WHAT IS REQUIRED -> Copy all of the data below verbatim, line for line, without changing anything.

● ● ● ●

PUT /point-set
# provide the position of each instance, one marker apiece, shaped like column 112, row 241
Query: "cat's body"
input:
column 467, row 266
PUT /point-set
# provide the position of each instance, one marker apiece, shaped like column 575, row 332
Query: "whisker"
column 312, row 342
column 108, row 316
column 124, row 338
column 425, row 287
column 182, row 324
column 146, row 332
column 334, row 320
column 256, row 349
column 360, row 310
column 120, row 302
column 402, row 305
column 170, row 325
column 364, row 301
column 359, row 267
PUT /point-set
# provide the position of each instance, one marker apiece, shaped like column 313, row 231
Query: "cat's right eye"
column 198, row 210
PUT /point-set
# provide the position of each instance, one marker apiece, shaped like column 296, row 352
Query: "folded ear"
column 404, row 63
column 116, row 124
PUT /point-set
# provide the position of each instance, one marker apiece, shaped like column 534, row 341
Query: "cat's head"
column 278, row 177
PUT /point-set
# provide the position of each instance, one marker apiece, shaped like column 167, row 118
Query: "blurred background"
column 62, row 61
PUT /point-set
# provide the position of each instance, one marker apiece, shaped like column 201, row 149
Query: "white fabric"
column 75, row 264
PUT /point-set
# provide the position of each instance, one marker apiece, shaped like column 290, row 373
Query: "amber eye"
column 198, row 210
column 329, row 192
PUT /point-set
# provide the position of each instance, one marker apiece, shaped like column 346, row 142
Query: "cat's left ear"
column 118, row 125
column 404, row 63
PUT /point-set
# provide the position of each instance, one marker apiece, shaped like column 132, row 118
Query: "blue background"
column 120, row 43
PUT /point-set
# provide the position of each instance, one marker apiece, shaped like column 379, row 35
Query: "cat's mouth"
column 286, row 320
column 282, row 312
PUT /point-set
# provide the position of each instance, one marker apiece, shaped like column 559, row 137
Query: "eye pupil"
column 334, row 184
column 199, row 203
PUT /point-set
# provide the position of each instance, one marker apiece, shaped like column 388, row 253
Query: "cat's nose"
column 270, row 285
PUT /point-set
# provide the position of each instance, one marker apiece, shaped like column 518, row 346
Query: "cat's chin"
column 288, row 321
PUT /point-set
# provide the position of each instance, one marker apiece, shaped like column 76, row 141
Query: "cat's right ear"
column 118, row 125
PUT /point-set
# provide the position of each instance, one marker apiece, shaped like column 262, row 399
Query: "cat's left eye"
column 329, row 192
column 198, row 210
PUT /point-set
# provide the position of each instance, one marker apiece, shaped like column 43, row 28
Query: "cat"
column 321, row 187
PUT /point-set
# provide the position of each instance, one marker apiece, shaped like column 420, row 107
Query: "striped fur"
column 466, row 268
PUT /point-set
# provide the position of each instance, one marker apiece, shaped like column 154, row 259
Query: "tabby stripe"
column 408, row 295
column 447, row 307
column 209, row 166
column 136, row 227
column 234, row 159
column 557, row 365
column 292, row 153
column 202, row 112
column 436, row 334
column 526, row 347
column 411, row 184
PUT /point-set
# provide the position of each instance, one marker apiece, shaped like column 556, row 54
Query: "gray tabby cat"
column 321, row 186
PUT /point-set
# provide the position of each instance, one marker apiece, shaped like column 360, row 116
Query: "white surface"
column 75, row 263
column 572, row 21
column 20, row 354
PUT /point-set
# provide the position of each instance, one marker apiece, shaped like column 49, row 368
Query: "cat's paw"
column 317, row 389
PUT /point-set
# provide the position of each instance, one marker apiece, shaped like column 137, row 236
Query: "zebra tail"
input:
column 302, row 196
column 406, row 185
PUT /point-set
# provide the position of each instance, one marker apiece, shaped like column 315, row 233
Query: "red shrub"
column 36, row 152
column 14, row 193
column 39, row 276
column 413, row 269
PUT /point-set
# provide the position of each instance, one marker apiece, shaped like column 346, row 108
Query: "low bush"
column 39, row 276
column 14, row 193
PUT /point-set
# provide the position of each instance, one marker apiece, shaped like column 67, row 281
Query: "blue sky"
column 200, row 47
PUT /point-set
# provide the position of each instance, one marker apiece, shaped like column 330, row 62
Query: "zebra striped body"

● ● ● ●

THE COMPLETED TASK ->
PUT /point-set
# provide the position of each instance, one marker apiece, shaped like column 112, row 241
Query: "cat's body"
input:
column 467, row 266
PUT /point-set
# provide the position of each instance, one marker apiece, shaped like column 575, row 332
Query: "whisker"
column 312, row 342
column 108, row 316
column 124, row 338
column 425, row 287
column 182, row 324
column 146, row 332
column 334, row 320
column 256, row 349
column 360, row 310
column 120, row 302
column 402, row 305
column 170, row 325
column 364, row 301
column 359, row 267
PUT /point-set
# provide the position of each instance, one marker apiece, shaped like column 313, row 231
Query: "cat's right eye"
column 198, row 210
PUT /point-set
# provide the position of each instance, one marker apiece, shaped like column 296, row 352
Query: "folded ear"
column 404, row 63
column 116, row 124
PUT /point-set
# provide the position of each instance, one marker apiece, shaped like column 534, row 341
Query: "cat's head"
column 278, row 177
PUT /point-set
# provide the position of each instance, one marker apiece, shaped like column 167, row 118
Query: "blurred background"
column 62, row 61
PUT /point-set
# provide the position of each instance, one marker apiece, shaped like column 201, row 149
Query: "white fabric"
column 75, row 264
PUT /point-set
# provide the position of each instance, one marker apiece, shaped like column 290, row 373
Query: "amber eye"
column 198, row 210
column 329, row 192
PUT /point-set
# provide the position of each instance, one marker apiece, shaped like column 346, row 142
Query: "cat's left ear"
column 118, row 125
column 404, row 63
PUT /point-set
# provide the position of each instance, one marker apiece, shaped like column 132, row 118
Query: "blue background"
column 120, row 43
PUT /point-set
# provide the position of each instance, one marker apiece, shaped like column 379, row 35
Query: "cat's mouth"
column 286, row 320
column 282, row 312
PUT /point-set
# provide the position of each instance, one marker apiece, shaped like column 559, row 137
Query: "eye pupil"
column 334, row 184
column 199, row 203
PUT /point-set
# provide the position of each instance, one marker apiece, shaped like column 388, row 253
Query: "cat's nose"
column 270, row 285
PUT /point-set
# provide the position of each instance, one marker apiece, shaped like column 518, row 346
Query: "cat's chin"
column 288, row 321
PUT /point-set
# provide the position of each instance, one marker apiece, shaped like column 76, row 141
Query: "cat's right ear"
column 118, row 125
PUT /point-set
# provide the position of each instance, one marker apiece, shaped like column 262, row 399
Query: "cat's left eye"
column 329, row 192
column 198, row 210
PUT /point-set
# provide the position of each instance, one marker apiece, shaped like column 43, row 28
Query: "cat"
column 321, row 187
PUT /point-set
# provide the position of each instance, one marker apiece, shaped like column 420, row 107
Query: "striped fur"
column 466, row 268
PUT /point-set
# provide the position of each instance, one marker apiece, shaped like column 154, row 259
Query: "tabby stripe"
column 408, row 295
column 447, row 307
column 209, row 166
column 136, row 227
column 234, row 159
column 557, row 365
column 292, row 153
column 202, row 112
column 436, row 334
column 526, row 347
column 411, row 184
PUT /point-set
# provide the position of each instance, one marker apiece, shaped like column 556, row 54
Query: "gray tabby cat"
column 321, row 186
PUT /point-set
# provide the position of each instance, one marker apiece, shaped like column 360, row 116
Query: "white surface"
column 75, row 263
column 572, row 21
column 20, row 354
PUT /point-set
# provide the position of each instance, one marker apiece, shaped like column 49, row 368
Query: "cat's paw"
column 317, row 389
PUT /point-set
# provide the position of each instance, one marker apiece, shaped like column 137, row 236
Query: "zebra tail"
input:
column 302, row 196
column 406, row 185
PUT /point-set
# provide the position of each instance, one marker apiece, shaped like column 315, row 233
Query: "red shrub"
column 36, row 152
column 14, row 193
column 39, row 276
column 413, row 269
PUT /point-set
# provide the position of each instance, one marker apiece, shaped like column 346, row 108
Query: "low bush"
column 39, row 276
column 14, row 193
PUT /point-set
# provide the position of each instance, one marker apiece, shaped like column 67, row 281
Query: "blue sky"
column 200, row 47
PUT /point-set
# provide the position of each instance, one marker apiece, shaped like column 330, row 62
Query: "zebra striped body"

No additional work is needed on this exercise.